* [ПРЕДОСТАВЛЕННЫЙ ТЕКСТ]:
▽

Выбрать главу

От рассказа к рассказу в книге Тургенева растет и крепнет русское единство. Групповые образы в ней динамичны. В переходах от одного героя к другому - от Калиныча к Касьяну, от Касьяна к Якову - те или иные качества группового портрета не просто повторяются: происходит духовное обогащение, лучшее цементируется и крепнет, слабое отсеивается и отпадает.

С широкой, общенациональной точки зрения смотрит Тургенев на крепостное иго, мучительное для мужика, но опасное и для барина. Презрение к оголтелым крепостникам не снимает у него сочувствия к тем дворянам, которые сами оказываются жертвами крепостничества. Образ России живой в "Записках охотника" в социальном отношении не однороден. В книге есть целая группа дворян, наделенных национально-русскими чертами характера. Таковы, например, мелкопоместные дворяне типа Петра Петровича Каратаева или однодворцы, среди которых выделяется Овсяников. Живые силы нации Тургенев находит и в кругу образованного дворянства. Василий Васильевич, которого охотник называет Гамлетом Щигровского уезда, мучительно переживает свою беспочвенность, свой отрыв от России, от народа. Он с горечью говорит о том, как полученное им философское образование превращает его в умную ненужность. Живые силы нации Тургенев находит и в дворянской и в крестьянской среде. Он убежден, что с общенациональным врагом, каким является в его книге крепостничество, должна бороться вся Россия, не только крестьянская, но и дворянская.

В "Записках охотника" Тургенев впервые ощутил Россию как единство, как живое художественное целое. По отношению к этому универсальному образному миру с его внутренней гармонией будет оцениваться жизнеспособность лучших героев в романах Тургенева, да и в творчестве других русских писателей. В ряду тургеневских преемников упоминают в этом случае Николая и Глеба Успенских, Левитова, Решетникова, Слепцова, Эр-теля, Засодимского. Далее традицию ведут к Чехову, Короленко и от них к Горькому с его циклом "По Руси". Но значение "Записок охотника" этим не ограничивается. Книга Тургенева открывает 60-е годы в истории русской литературы, предвосхищает их. Прямые дороги от "Записок охотника" идут не только к романам Тургенева, но и к эпосу "Войны и мира" Толстого.

△

* [ИСХОДНЫЙ МАТЕРИАЛ]:
▽

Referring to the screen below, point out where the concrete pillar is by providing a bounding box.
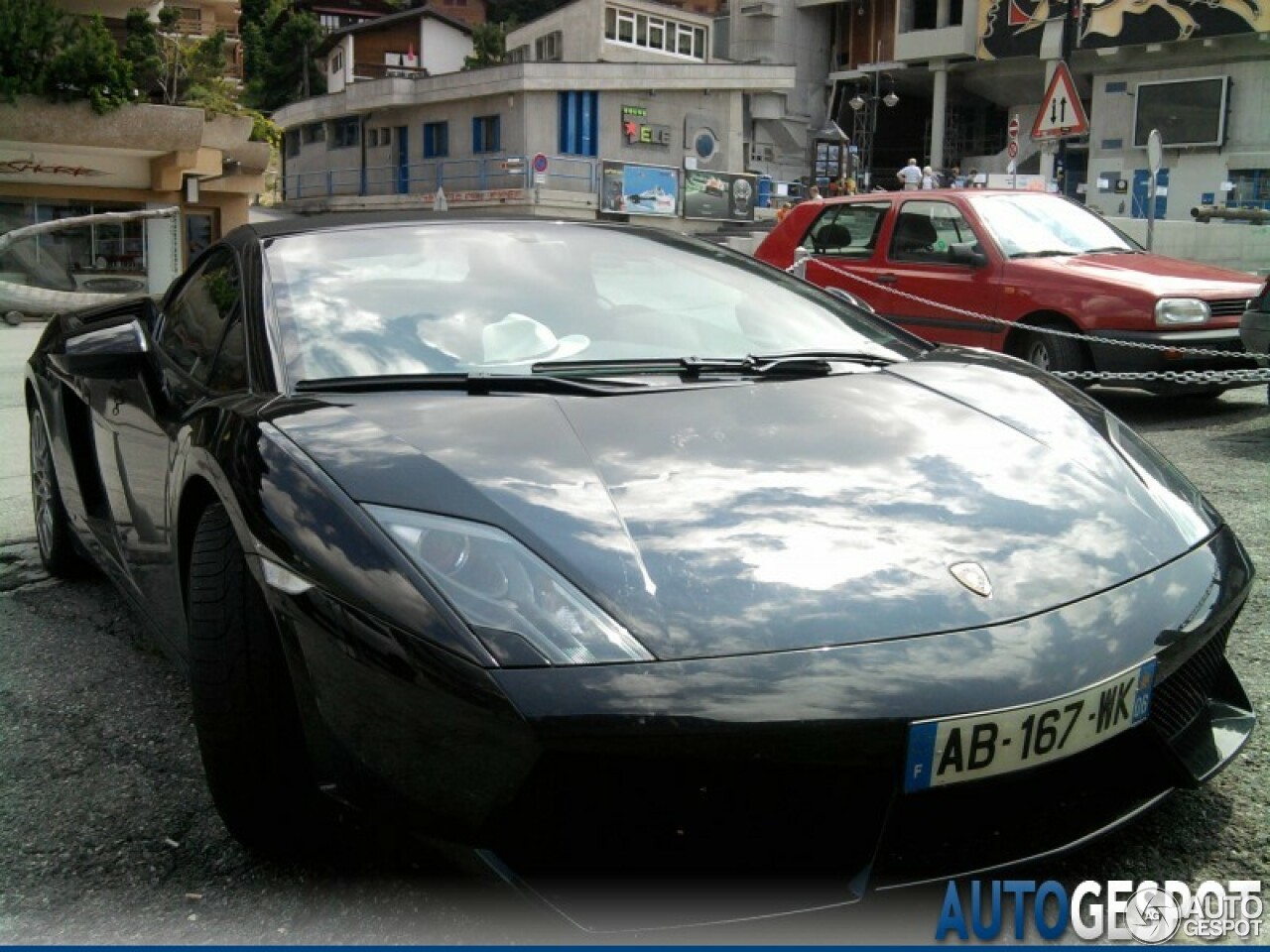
[931,60,949,171]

△

* [КОРОТКАЯ ЗАДАЧА A]: Как, согласно тексту о «Записках охотника», охотник называет Василия Васильевича?
* [КОРОТКАЯ ЗАДАЧА B]: Опираясь на текст о «Записках охотника», объясните, почему презрение к оголтелым крепостникам не лишает Тургенева сочувствия к части дворян.
* [КОРОТКАЯ ЗАДАЧА C]: Перепишите из текста о «Записках охотника» отрывок от «От рассказа к» до «отсеивается и отпадает.» без изменений.
Материал дан отдельно и к тексту не относится.

* [РЕШЕНИЕ ЗАДАЧИ A]: Гамлетом Щигровского уезда.

* [РЕШЕНИЕ ЗАДАЧИ B]: Эти дворяне сами оказываются жертвами крепостничества. Тургенев смотрит на крепостное иго с общенациональной точки зрения: оно мучительно для мужика, но опасно и для барина.

* [РЕШЕНИЕ ЗАДАЧИ C]:
От рассказа к рассказу в книге Тургенева растет и крепнет русское единство. Групповые образы в ней динамичны. В переходах от одного героя к другому - от Калиныча к Касьяну, от Касьяна к Якову - те или иные качества группового портрета не просто повторяются: происходит духовное обогащение, лучшее цементируется и крепнет, слабое отсеивается и отпадает.